Problem description -
Select each line in the items below that contains the string "windshield" and copy it out. Case counts.

[Stored dataset items]
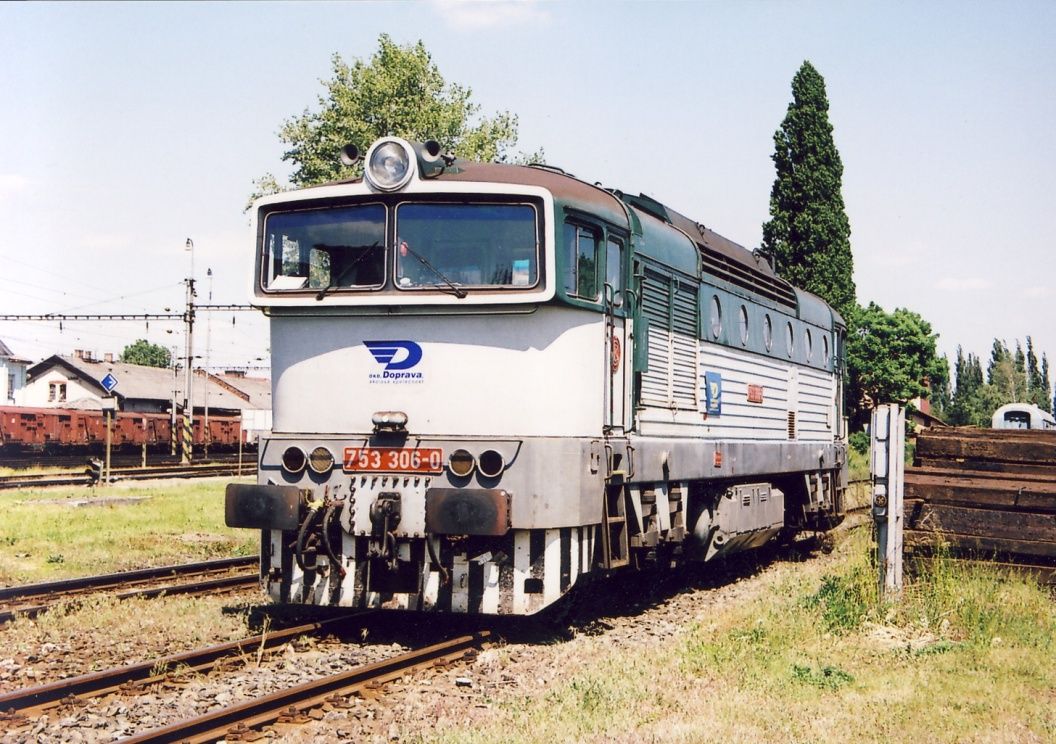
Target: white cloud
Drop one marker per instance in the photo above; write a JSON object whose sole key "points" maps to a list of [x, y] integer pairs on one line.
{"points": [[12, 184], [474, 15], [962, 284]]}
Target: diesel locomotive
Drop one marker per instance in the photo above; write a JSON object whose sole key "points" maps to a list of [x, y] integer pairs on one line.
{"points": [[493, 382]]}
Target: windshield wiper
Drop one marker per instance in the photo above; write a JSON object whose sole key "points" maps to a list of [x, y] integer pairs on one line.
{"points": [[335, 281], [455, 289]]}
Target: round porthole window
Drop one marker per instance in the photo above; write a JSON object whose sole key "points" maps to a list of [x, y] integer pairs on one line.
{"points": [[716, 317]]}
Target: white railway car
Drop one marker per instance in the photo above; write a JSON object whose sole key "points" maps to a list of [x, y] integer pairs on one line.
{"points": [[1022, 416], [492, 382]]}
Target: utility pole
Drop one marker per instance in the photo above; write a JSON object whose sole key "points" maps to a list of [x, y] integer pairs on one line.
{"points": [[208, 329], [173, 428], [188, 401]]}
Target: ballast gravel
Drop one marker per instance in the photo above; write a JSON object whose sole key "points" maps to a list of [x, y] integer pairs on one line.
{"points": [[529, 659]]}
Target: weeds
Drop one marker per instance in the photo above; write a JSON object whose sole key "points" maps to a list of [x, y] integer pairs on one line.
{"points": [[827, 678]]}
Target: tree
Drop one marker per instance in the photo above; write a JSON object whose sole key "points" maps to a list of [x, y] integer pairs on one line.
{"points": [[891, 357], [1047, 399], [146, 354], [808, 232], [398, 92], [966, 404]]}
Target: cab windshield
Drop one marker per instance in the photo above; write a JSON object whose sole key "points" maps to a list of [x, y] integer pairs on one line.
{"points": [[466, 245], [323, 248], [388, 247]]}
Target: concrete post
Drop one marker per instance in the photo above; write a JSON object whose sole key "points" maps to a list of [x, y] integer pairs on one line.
---
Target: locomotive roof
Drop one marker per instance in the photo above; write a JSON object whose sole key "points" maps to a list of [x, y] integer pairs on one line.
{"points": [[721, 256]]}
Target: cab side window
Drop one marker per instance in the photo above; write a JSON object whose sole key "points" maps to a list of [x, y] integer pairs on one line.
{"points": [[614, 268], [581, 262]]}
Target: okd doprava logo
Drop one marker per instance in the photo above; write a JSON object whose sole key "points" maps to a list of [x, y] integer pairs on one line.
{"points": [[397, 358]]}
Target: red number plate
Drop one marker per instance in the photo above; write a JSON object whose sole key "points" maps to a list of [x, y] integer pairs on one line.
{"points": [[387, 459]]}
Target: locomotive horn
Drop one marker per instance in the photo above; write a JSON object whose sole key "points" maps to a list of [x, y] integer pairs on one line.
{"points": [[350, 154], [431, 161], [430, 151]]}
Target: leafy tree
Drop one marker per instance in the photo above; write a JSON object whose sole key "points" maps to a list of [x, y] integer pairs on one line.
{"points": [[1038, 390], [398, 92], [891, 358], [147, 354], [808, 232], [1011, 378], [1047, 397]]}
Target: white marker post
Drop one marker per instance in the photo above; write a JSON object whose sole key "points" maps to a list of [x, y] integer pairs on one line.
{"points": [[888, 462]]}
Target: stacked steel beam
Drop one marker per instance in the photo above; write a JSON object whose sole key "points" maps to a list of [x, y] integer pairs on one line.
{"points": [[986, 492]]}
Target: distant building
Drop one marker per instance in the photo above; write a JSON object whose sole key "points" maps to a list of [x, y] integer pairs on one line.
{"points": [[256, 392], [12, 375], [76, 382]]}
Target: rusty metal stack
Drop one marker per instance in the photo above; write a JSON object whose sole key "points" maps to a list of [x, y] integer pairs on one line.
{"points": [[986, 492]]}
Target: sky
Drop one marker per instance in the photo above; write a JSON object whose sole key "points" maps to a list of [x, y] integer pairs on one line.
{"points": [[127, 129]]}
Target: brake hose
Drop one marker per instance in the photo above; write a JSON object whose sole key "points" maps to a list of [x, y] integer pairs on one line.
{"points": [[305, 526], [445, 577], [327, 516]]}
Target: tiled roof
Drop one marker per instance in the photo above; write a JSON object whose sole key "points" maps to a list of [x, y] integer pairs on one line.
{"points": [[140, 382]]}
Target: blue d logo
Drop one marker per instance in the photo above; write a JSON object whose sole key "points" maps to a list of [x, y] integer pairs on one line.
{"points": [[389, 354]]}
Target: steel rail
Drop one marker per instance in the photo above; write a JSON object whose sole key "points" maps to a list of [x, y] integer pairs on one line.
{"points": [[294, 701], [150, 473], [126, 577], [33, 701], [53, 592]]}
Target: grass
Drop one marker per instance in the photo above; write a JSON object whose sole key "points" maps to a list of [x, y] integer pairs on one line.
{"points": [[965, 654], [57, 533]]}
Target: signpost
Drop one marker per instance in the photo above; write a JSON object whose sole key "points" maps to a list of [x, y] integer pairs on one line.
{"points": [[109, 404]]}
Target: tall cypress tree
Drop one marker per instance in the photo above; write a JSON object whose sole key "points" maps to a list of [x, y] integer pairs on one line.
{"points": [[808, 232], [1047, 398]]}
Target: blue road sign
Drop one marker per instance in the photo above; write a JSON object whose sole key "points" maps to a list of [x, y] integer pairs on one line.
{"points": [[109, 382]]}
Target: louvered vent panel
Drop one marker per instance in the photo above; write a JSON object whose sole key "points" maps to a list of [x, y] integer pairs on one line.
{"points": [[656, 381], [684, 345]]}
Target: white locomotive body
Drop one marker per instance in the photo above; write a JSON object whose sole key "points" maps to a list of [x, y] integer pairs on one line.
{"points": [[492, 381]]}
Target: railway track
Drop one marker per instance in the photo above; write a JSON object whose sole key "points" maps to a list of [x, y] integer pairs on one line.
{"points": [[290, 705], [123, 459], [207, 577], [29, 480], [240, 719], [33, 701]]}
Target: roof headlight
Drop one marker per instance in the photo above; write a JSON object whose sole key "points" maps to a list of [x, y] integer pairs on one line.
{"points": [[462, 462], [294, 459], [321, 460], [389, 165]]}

Full answer -
Target: windshield wiper
Target: cab windshield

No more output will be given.